Rescale the listing below, from the line with "Each instance receives one point. Mark the creamy" through the end of the listing, both ends included, and reproduce only those lines, requests and all. Multiply every coordinate in the answers by 1.85 and round to whole numbers, with halves rounded up. Leave the numbers in the requests unchanged.

####################

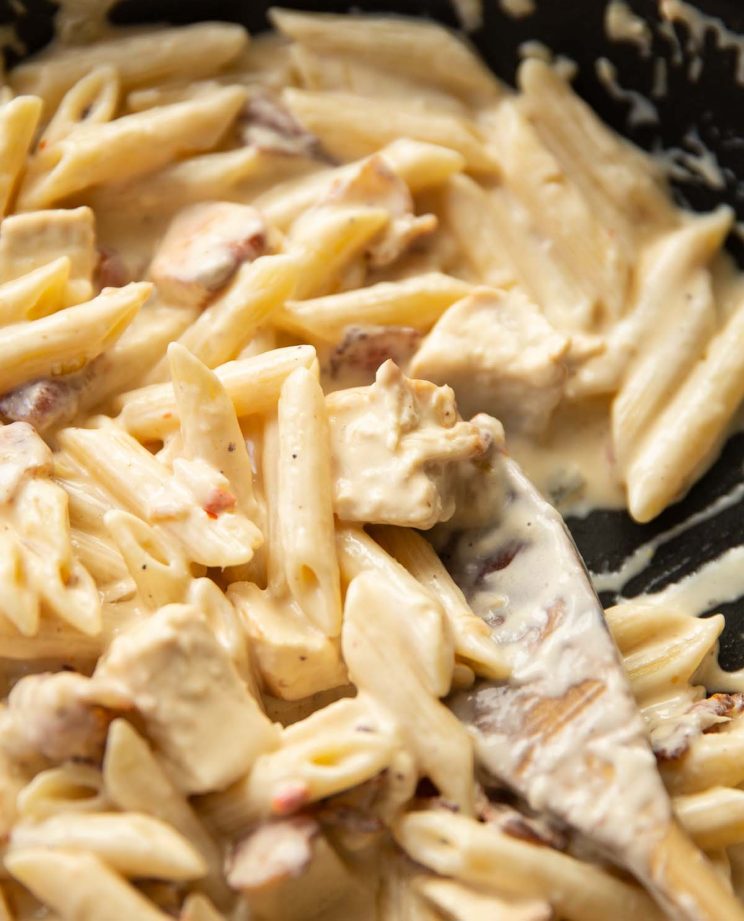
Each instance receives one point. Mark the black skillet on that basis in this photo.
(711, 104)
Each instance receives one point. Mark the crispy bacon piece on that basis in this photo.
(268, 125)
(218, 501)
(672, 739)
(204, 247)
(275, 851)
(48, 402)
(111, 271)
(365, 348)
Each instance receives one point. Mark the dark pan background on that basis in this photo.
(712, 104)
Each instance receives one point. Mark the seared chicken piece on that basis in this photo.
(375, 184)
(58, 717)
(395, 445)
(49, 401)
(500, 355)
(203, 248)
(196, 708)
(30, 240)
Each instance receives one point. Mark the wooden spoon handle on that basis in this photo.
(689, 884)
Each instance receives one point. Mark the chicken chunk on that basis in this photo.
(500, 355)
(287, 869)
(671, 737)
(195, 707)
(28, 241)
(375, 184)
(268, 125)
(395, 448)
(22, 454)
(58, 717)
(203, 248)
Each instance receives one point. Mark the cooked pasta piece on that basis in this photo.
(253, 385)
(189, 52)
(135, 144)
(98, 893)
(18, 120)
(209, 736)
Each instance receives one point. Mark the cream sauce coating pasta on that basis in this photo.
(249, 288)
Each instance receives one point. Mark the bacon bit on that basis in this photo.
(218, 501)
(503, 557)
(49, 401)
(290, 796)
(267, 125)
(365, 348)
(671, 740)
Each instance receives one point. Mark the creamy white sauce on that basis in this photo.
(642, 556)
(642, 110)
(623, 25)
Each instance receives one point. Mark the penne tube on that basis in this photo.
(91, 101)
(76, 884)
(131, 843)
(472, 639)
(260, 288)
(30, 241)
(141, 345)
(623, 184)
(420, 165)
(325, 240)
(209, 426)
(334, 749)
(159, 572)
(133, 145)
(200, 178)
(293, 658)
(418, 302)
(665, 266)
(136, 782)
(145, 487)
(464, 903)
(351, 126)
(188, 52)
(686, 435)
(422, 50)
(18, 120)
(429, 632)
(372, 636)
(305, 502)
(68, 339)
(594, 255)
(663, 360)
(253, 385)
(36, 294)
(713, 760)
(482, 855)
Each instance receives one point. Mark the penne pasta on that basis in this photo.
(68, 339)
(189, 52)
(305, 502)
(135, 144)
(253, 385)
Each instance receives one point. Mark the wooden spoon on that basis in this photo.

####################

RESPONSE FOR THIS EXERCISE:
Each instance receives one point. Mark the creamy white sauce on that basis in this photo.
(1188, 1029)
(1188, 204)
(1153, 46)
Each instance receives one point. Mark the penne tube on that basis in this photo.
(168, 187)
(141, 1635)
(242, 1560)
(873, 1182)
(481, 533)
(56, 446)
(261, 638)
(1153, 340)
(777, 305)
(601, 444)
(387, 788)
(618, 1386)
(294, 1058)
(246, 268)
(370, 329)
(542, 1217)
(773, 559)
(1230, 492)
(252, 1447)
(268, 901)
(858, 1671)
(649, 233)
(348, 96)
(1269, 805)
(781, 93)
(33, 222)
(794, 1169)
(688, 1177)
(564, 929)
(126, 627)
(1099, 472)
(1227, 666)
(468, 712)
(67, 544)
(1319, 1406)
(892, 1582)
Each instance receives one point. Mark the penne pasta on that basis in this photo.
(126, 627)
(350, 96)
(564, 929)
(250, 266)
(468, 712)
Each instance receives one point. Mark the wooden spoon on that basis in this photo.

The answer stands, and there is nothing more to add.